Reading text:
--*--

Case Study

Research: Using Data to Improve Maintenance

Ongoing developments in information technologies, specifically the ability to capture, store, and analyse large datasets, are creating significant opportunities to improve maintenance. The study explored the move towards predictive and data-driven maintenance within CoMET and Nova metros.

There is a clear trend in metros to move toward one asset information system. Integration of systems can bring benefits such as increased efficiency in management and data consistency. It is found that metros are adopting advanced technology (e.g. mobile devices, automatic monitoring systems) to collect data more efficiently. Collection of more detailed maintenance data and use dedicated staff to manage data are also used at the same time to improve data quality.

In order to acquire sufficient data for analysis, metros have initiated various pilot projects adding sensors to monitor asset condition. The study collected the good practices within metros in terms of data collection, analysis and applications, as well as the tangible benefits of data analysis. With the development of auto-monitoring systems and evolution of ‘big data’ analysis, there is a significant opportunity to unlock new understanding about asset performance and lifecycles.

Research: Measuring and Improving Customer Satisfaction

This case study focused on the methods that metros use to measure customer satisfaction as well as the initiatives deployed to improve customer satisfaction. The study also discussed how to identify the right added amenities for metros that go over and above delivering the basic expectations of a metro service.

CoMET and Nova KPI data shows the average satisfaction rate for American Metros has seen significant fluctuations, while the average satisfaction rates for metros in other continents have generally increased more steadily year-on-year.

CoMET and Nova, customer satisfaction trends, from KPI data, split by continent (1999-2016)

--*--

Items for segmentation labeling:
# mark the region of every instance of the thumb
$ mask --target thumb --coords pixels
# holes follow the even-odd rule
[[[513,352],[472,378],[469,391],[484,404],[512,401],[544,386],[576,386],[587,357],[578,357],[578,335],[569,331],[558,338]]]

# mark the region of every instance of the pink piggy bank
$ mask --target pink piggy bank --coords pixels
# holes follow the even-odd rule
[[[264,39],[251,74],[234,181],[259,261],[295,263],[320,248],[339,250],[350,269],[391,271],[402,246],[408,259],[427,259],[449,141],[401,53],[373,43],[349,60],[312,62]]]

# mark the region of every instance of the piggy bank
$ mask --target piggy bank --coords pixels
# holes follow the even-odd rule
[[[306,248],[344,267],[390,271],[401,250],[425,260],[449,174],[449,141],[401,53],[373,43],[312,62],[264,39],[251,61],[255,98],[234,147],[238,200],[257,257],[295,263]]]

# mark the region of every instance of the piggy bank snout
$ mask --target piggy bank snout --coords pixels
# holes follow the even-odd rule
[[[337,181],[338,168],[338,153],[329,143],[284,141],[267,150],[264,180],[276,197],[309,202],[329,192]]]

--*--

Exercise brief: Write the next part of the case study on metro maintenance data and customer satisfaction, starting after its final line.

Answer to the problem:
Metros mainly measure customer satisfaction via customer satisfaction surveys and/or more innovative measurement techniques (e.g. focus groups interview, mystery shoppers). To increase customer satisfaction, improvements were classified into three categories: those which result in improved data collection resulting in an improved understanding of customers’ needs (such as more frequent data collection or better methods); those which improve basic services, respond to customer expectations and increase overall “performance” (such as increased train frequency or modified cleaning procedures); and those which result in added customer amenities (such as Wi-Fi on trains).

Research: Role of Operation Control Centres (OCCs)

OCCs are central to metro operations, through monitoring the entire system and hosting critical decisions during service interruptions. Several metros report plans to upgrade, expand or integrate aspects of their OCC management to improve the level of service they can deliver. The study detailed the role of OCCs focusing on changes in that role brought about by technological advances.

There is a clear trend towards the centralisation of OCC organisational structures with the belief that a unified OCC will improve the efficiency of coordination and cooperation. One critical function of OCCs is serving as a data management centre. Therefore how often information is updated is key to collecting real-time data for OCC management and communications.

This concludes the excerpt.